Retype the lines below word for word, from the line with "Localize high-visibility yellow" to the line with "[275, 50, 318, 102]", including both of those lines.

Image entries on named regions
⁂

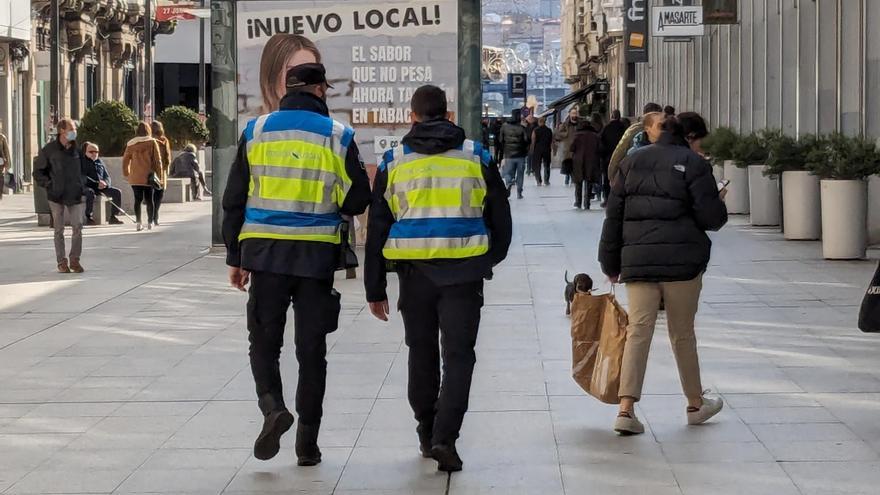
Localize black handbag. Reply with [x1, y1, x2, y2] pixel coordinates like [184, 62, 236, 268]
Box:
[147, 172, 164, 191]
[859, 263, 880, 333]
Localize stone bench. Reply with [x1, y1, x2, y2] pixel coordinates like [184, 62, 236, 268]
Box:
[162, 178, 192, 203]
[37, 195, 116, 227]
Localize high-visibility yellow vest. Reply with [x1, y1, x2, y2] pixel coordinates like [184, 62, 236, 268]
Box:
[381, 140, 489, 260]
[239, 110, 354, 244]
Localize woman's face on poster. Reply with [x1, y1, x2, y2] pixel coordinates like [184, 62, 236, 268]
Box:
[275, 50, 318, 102]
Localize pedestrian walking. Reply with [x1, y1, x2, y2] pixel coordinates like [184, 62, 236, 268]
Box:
[599, 114, 727, 435]
[531, 117, 553, 186]
[599, 110, 628, 208]
[0, 120, 12, 199]
[122, 122, 165, 232]
[33, 119, 85, 273]
[364, 86, 512, 472]
[608, 103, 663, 183]
[571, 121, 601, 210]
[80, 141, 122, 225]
[170, 144, 212, 201]
[223, 63, 370, 466]
[626, 112, 674, 156]
[553, 106, 580, 186]
[676, 112, 709, 158]
[501, 110, 529, 199]
[150, 120, 171, 227]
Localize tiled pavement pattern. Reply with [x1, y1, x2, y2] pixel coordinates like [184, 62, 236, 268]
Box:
[0, 186, 880, 495]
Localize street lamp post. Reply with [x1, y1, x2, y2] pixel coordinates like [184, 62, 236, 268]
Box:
[49, 0, 61, 132]
[144, 0, 153, 122]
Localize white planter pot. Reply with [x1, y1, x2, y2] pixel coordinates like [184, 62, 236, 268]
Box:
[724, 160, 749, 215]
[868, 175, 880, 246]
[782, 171, 822, 241]
[712, 165, 724, 182]
[749, 165, 781, 225]
[821, 180, 868, 260]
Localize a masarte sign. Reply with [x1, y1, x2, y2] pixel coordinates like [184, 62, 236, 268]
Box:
[623, 0, 649, 63]
[652, 5, 704, 36]
[236, 0, 459, 164]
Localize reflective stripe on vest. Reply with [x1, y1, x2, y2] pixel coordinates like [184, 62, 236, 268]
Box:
[239, 110, 354, 244]
[382, 140, 489, 260]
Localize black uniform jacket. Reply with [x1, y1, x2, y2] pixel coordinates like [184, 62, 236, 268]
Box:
[364, 120, 513, 302]
[599, 134, 727, 282]
[223, 93, 370, 279]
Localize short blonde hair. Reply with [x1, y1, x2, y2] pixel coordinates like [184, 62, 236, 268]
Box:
[260, 34, 321, 113]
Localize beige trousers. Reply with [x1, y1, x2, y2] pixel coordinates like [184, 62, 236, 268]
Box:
[619, 274, 703, 400]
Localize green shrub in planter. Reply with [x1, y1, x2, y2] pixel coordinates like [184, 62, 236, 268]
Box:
[702, 127, 739, 165]
[77, 101, 138, 156]
[806, 133, 880, 180]
[764, 134, 819, 176]
[731, 133, 768, 168]
[159, 106, 210, 150]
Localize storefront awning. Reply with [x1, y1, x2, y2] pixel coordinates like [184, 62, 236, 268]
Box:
[538, 79, 608, 117]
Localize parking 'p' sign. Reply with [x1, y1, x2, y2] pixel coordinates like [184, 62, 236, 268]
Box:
[507, 74, 528, 98]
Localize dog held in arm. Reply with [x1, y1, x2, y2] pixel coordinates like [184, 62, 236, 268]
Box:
[565, 270, 593, 315]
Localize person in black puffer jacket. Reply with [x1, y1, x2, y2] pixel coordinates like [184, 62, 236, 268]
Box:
[501, 110, 529, 199]
[33, 119, 86, 273]
[599, 116, 727, 434]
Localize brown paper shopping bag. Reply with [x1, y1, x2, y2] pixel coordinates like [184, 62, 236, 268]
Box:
[571, 292, 628, 404]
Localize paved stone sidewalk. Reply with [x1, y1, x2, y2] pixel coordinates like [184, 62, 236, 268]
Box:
[0, 187, 880, 495]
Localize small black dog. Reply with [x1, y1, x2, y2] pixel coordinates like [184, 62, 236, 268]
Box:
[565, 270, 593, 315]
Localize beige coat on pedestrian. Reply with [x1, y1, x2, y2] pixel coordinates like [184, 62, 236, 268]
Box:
[122, 136, 165, 187]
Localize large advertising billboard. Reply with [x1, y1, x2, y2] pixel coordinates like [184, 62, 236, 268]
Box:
[236, 0, 459, 164]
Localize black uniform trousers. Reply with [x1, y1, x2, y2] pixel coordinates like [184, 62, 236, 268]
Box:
[398, 267, 483, 445]
[532, 150, 551, 184]
[247, 272, 340, 426]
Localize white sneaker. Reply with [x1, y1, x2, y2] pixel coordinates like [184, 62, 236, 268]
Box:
[688, 390, 724, 425]
[614, 413, 645, 436]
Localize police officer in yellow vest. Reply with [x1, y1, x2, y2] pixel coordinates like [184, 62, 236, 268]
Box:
[223, 64, 370, 466]
[364, 86, 511, 471]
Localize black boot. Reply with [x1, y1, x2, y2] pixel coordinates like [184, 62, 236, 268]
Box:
[431, 445, 464, 473]
[416, 421, 434, 459]
[296, 423, 321, 466]
[254, 395, 293, 461]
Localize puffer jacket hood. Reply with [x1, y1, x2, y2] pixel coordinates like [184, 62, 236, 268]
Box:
[402, 119, 465, 155]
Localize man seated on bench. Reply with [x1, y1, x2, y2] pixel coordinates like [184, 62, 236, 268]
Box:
[171, 144, 211, 201]
[81, 142, 122, 225]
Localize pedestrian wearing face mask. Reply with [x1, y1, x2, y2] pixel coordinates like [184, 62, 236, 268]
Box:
[33, 119, 86, 273]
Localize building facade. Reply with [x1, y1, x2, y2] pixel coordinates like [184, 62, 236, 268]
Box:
[637, 0, 880, 137]
[0, 0, 175, 192]
[562, 0, 635, 115]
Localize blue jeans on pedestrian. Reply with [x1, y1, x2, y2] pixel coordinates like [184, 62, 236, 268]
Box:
[504, 157, 526, 194]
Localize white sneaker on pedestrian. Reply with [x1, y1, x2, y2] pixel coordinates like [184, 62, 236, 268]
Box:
[614, 413, 645, 436]
[688, 390, 724, 425]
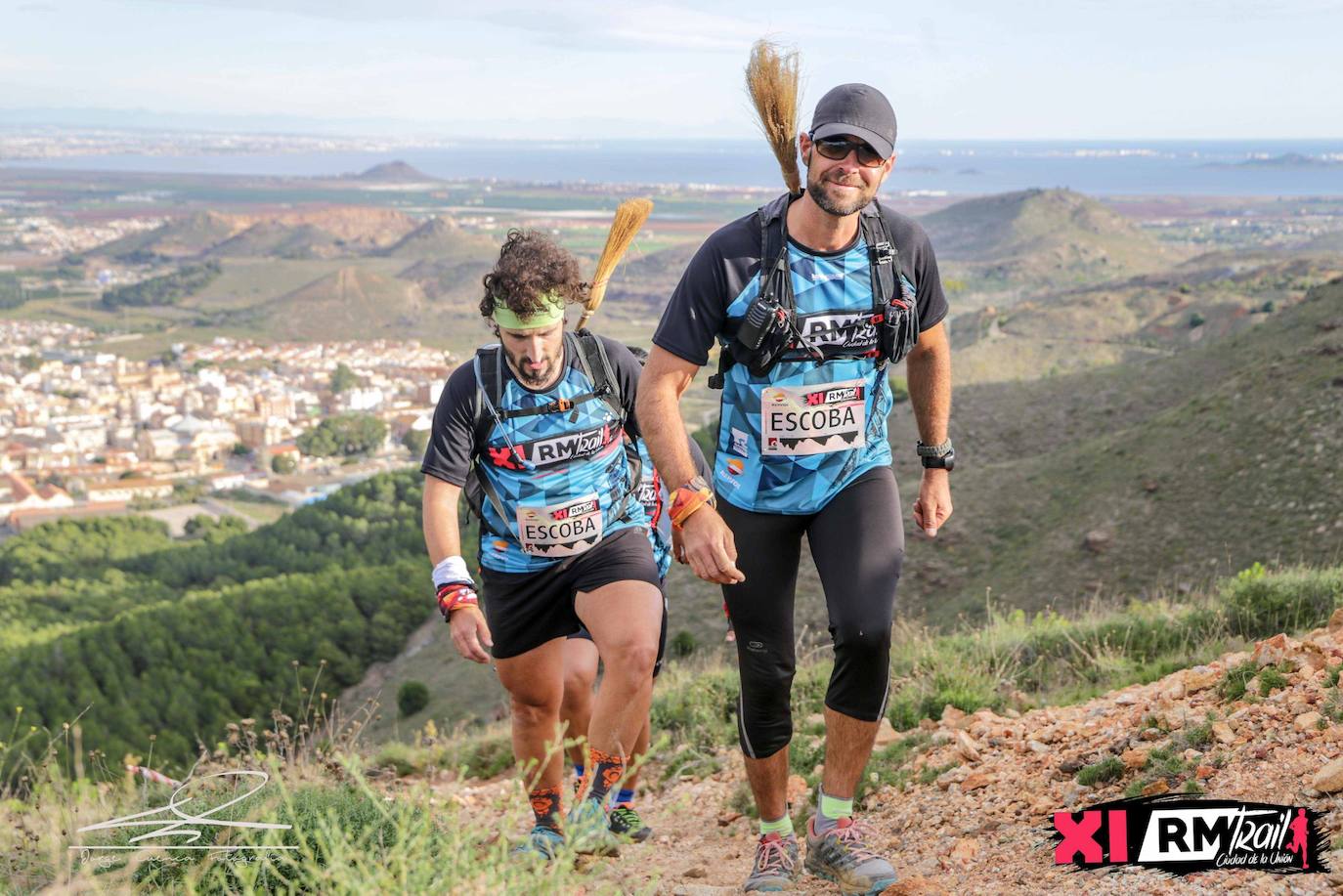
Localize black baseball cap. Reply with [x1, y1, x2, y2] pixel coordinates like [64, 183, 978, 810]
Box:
[811, 83, 895, 158]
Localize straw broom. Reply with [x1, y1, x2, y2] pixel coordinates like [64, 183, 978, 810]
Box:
[747, 39, 801, 194]
[578, 198, 653, 329]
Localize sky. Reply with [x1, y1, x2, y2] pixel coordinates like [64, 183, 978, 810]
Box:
[0, 0, 1343, 140]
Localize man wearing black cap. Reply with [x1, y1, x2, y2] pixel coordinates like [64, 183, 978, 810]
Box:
[638, 85, 954, 893]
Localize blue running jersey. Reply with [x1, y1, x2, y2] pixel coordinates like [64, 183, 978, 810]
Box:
[421, 340, 649, 573]
[653, 199, 947, 513]
[638, 440, 711, 579]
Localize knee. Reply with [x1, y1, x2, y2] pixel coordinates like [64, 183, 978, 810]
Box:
[509, 688, 563, 724]
[602, 637, 658, 684]
[833, 620, 890, 660]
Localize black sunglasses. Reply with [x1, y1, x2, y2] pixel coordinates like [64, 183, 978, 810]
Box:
[811, 137, 887, 168]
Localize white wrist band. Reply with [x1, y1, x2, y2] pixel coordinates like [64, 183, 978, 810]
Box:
[434, 556, 475, 588]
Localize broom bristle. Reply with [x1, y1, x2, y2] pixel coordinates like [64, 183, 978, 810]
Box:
[579, 198, 653, 327]
[747, 40, 801, 193]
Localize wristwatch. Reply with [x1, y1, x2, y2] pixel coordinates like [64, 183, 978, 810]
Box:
[915, 440, 956, 473]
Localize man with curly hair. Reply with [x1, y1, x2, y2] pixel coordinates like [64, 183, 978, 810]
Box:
[420, 230, 664, 859]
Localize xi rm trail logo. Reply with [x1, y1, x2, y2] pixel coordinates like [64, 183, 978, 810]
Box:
[1053, 795, 1328, 875]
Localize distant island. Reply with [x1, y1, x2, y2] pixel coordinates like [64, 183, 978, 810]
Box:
[348, 158, 438, 184]
[1200, 151, 1343, 168]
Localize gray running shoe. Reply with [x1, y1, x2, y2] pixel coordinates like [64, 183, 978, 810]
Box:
[805, 816, 895, 896]
[564, 796, 621, 856]
[743, 834, 801, 893]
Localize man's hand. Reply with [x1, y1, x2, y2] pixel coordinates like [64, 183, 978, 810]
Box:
[915, 467, 951, 538]
[448, 606, 495, 662]
[681, 504, 747, 584]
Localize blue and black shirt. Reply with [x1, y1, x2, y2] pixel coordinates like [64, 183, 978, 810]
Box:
[420, 337, 649, 573]
[653, 199, 947, 513]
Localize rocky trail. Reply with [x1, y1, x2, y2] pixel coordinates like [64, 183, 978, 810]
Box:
[372, 622, 1343, 896]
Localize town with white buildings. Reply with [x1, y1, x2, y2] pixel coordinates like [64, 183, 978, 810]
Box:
[0, 321, 454, 533]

⁂

SOLUTION FOR THIS PROBLEM »
Localize high-visibility yellow vest. Reply with [x1, y1, x2, y2] pixel coordinates like [184, 62, 236, 268]
Box:
[381, 140, 489, 260]
[239, 110, 354, 244]
Localize woman's face on poster. Reply with [x1, y1, x2, y2] pixel coordinates like [184, 62, 236, 268]
Box:
[275, 50, 318, 102]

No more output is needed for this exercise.